◆ **Text for analysis**:
Lab 10: vLLM Deployment

Advanced Due: 2026-05-12

Objectives

Install vLLM and configure the environment on the DGX H100 server
Deploy DeepSeek-Coder-V2-Lite (16B) and serve via OpenAI-compatible API
Run performance benchmarks measuring Throughput, TTFT, and TBT metrics

Prerequisites

DGX H100 SSH access (see Lab 01)
NVIDIA driver and CUDA 12.1+ confirmed: nvidia-smi
Hugging Face account and access token (HF_TOKEN)

Implementation Requirements

1. Environment Setup

Create a Virtual Environment

# On the DGX server
python3 -m venv ~/vllm-env
source ~/vllm-env/bin/activate

Install vLLM

pip install -U uv
uv pip install vllm --torch-backend=auto

# If uv is unavailable: use the CUDA 12.9 wheel index
pip install vllm --extra-index-url https://download.pytorch.org/whl/cu129

Log in to Hugging Face

pip install huggingface_hub
huggingface-cli login --token $HF_TOKEN

Download the Model

# DeepSeek-Coder-V2-Lite-Instruct (16B, ~32GB)
huggingface-cli download \
  deepseek-ai/DeepSeek-Coder-V2-Lite-Instruct \
  --local-dir ~/models/deepseek-coder-v2-lite \
  --local-dir-use-symlinks False

2. Start the vLLM Server

#!/usr/bin/env bash
MODEL_PATH="$HOME/models/deepseek-coder-v2-lite"
PORT=8000
API_KEY="not-required"
GPU_UTIL=0.90          # GPU memory utilization
MAX_MODEL_LEN=32768    # Maximum context length

vllm serve "$MODEL_PATH" \
  --dtype bfloat16 \
  --tensor-parallel-size 2 \
  --gpu-memory-utilization $GPU_UTIL \
  --max-model-len $MAX_MODEL_LEN \
  --port $PORT \
  --host 0.0.0.0 \
  --api-key "$API_KEY" \
  --served-model-name deepseek-coder-v2 \
  --trust-remote-code \
  2>&1 | tee vllm_server.log

# Run in background
nohup bash start_server.sh &

# Wait for server to be ready
until curl -s http://localhost:8000/health > /dev/null; do
  echo "Waiting for server to start..."
  sleep 5
done
echo "Server ready"

3. Test the API

from openai import OpenAI

client = OpenAI(
    base_url="http://localhost:8000/v1",
    api_key="not-required"  # vLLM requires no authentication by default
)

# Basic code generation test
response = client.chat.completions.create(
    model="deepseek-coder-v2",
    messages=[
        {
            "role": "user",
            "content": "Implement quicksort in Python with type hints."
        }
    ],
    max_tokens=512,
    temperature=0.1
)
print(response.choices[0].message.content)
print(f"\nTokens: {response.usage}")

◆ **Action item**:
Answer these questions from the vLLM lab page:
(a) On which port is the server set to listen?
(b) What temperature value does the basic code generation test use?
(c) What approximate size is given for the DeepSeek-Coder-V2-Lite-Instruct download?
The saved entries after the vLLM lab page are not needed for this work.

[Saved entries]
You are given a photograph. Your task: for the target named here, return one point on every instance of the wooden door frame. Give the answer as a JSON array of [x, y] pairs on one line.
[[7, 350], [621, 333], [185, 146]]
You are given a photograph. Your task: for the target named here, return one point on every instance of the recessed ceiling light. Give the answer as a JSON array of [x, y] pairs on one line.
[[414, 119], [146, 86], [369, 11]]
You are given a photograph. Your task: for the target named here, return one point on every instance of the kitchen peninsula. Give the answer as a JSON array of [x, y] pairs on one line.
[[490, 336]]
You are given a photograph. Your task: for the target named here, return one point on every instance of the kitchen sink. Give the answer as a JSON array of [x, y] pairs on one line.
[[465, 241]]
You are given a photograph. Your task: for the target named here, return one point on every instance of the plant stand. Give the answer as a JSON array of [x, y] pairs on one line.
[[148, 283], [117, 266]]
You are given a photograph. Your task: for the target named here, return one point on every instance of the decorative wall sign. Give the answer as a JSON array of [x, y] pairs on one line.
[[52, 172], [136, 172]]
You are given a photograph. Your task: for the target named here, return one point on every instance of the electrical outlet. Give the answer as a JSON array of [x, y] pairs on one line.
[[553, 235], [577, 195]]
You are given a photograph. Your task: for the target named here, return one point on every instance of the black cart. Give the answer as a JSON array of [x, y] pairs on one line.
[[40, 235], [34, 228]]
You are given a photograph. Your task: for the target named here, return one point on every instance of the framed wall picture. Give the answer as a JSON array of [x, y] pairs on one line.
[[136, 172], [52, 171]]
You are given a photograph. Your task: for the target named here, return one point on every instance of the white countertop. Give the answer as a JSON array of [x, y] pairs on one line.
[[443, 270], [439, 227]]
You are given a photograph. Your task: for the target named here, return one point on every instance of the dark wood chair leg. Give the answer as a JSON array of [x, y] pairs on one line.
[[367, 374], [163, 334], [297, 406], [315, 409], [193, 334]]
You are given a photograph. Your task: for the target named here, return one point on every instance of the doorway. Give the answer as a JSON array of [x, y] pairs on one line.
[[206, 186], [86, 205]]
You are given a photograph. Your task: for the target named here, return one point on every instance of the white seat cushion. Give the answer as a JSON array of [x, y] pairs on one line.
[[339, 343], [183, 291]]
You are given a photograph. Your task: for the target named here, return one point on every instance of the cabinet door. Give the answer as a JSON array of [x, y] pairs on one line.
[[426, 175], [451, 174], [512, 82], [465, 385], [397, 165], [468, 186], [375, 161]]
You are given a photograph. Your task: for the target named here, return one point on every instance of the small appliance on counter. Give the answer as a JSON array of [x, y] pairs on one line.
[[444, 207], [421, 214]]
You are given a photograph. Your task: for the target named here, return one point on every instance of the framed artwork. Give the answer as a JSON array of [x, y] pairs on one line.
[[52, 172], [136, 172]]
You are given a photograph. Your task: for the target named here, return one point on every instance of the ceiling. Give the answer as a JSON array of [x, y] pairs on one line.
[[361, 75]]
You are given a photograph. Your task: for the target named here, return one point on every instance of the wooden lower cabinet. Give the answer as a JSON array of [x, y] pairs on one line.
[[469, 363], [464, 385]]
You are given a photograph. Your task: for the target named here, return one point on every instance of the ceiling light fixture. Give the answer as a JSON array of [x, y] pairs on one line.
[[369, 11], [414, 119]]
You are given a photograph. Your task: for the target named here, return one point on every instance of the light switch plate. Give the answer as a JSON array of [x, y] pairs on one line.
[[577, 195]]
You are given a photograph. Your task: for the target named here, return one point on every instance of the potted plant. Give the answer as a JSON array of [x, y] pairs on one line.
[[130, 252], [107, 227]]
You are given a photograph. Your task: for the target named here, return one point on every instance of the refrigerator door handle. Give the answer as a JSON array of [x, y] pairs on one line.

◆ **Response box**:
(a) 8000
(b) 0.1
(c) About 32GB